(Object location annotation data)
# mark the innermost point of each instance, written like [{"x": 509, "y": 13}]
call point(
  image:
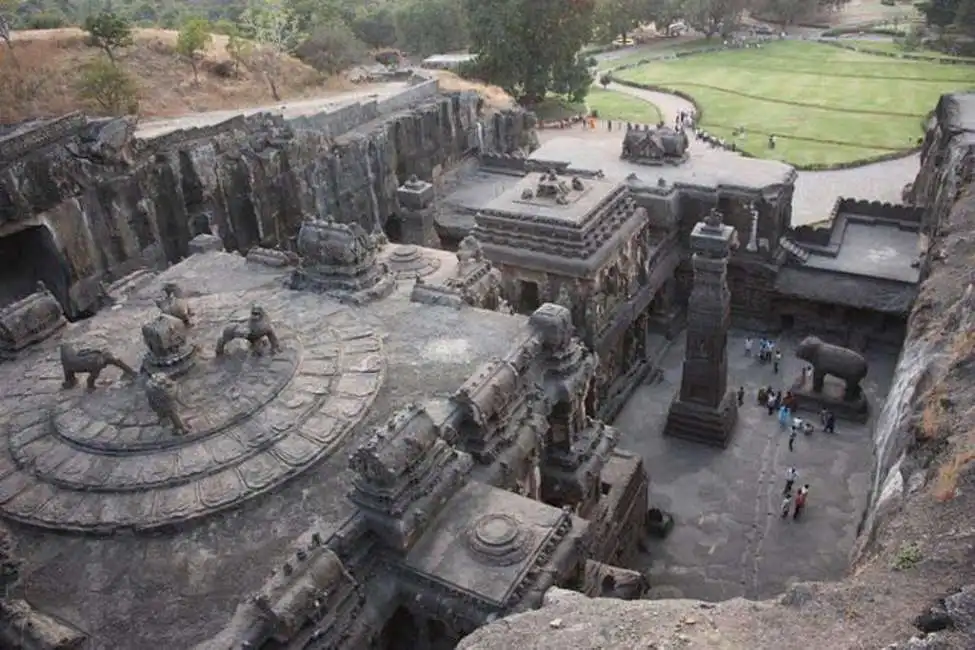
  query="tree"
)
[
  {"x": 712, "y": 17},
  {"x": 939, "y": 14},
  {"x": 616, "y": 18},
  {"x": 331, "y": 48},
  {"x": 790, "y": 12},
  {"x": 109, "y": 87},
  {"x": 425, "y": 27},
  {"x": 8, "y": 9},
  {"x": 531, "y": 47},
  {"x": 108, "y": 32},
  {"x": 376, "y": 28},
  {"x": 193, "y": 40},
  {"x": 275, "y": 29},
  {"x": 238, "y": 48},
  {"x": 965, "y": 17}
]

---

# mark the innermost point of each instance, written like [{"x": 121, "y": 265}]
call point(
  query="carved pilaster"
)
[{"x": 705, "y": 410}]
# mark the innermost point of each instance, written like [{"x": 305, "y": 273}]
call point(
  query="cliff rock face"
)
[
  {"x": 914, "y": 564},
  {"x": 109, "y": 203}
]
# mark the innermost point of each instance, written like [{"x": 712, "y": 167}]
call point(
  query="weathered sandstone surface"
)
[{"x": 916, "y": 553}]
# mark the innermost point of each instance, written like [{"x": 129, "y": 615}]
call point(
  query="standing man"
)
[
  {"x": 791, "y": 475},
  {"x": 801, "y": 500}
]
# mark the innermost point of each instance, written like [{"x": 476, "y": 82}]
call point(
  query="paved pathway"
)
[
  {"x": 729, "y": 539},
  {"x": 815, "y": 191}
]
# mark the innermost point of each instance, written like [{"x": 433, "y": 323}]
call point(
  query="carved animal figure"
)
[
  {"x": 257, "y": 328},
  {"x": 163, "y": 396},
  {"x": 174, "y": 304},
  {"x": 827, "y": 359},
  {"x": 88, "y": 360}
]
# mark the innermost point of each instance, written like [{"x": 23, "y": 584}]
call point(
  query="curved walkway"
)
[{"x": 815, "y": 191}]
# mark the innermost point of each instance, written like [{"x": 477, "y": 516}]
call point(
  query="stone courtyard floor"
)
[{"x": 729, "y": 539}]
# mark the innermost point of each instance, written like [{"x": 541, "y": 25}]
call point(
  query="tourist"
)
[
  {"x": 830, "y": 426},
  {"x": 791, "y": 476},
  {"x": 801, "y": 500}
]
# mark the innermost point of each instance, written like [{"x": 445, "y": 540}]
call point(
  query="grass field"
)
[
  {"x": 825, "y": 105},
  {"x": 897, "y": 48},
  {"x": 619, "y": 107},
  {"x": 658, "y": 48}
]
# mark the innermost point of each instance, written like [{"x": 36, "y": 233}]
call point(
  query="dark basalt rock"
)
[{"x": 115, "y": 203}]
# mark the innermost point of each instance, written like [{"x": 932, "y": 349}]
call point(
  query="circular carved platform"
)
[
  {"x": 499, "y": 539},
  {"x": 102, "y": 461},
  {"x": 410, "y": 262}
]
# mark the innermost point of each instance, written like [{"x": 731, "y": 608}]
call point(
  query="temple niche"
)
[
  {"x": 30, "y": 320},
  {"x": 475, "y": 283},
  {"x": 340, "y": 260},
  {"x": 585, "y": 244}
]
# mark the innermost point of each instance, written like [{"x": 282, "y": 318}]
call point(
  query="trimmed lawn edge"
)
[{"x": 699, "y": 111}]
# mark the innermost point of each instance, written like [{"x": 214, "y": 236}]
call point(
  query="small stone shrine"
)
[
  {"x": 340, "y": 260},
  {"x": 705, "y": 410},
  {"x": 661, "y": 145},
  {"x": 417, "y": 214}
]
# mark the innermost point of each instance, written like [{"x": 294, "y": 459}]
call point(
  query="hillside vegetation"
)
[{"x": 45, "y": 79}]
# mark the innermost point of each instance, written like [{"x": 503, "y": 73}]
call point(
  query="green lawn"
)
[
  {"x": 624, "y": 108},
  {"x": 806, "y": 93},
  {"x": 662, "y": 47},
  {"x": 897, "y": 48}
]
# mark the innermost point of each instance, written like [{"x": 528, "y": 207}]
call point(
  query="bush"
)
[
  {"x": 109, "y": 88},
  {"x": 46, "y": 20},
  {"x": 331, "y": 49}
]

[Task instructions]
Pull out every line of the entries that contains the string "lawn".

[Correct result]
  query="trimmed lawn edge"
  query="green lawn"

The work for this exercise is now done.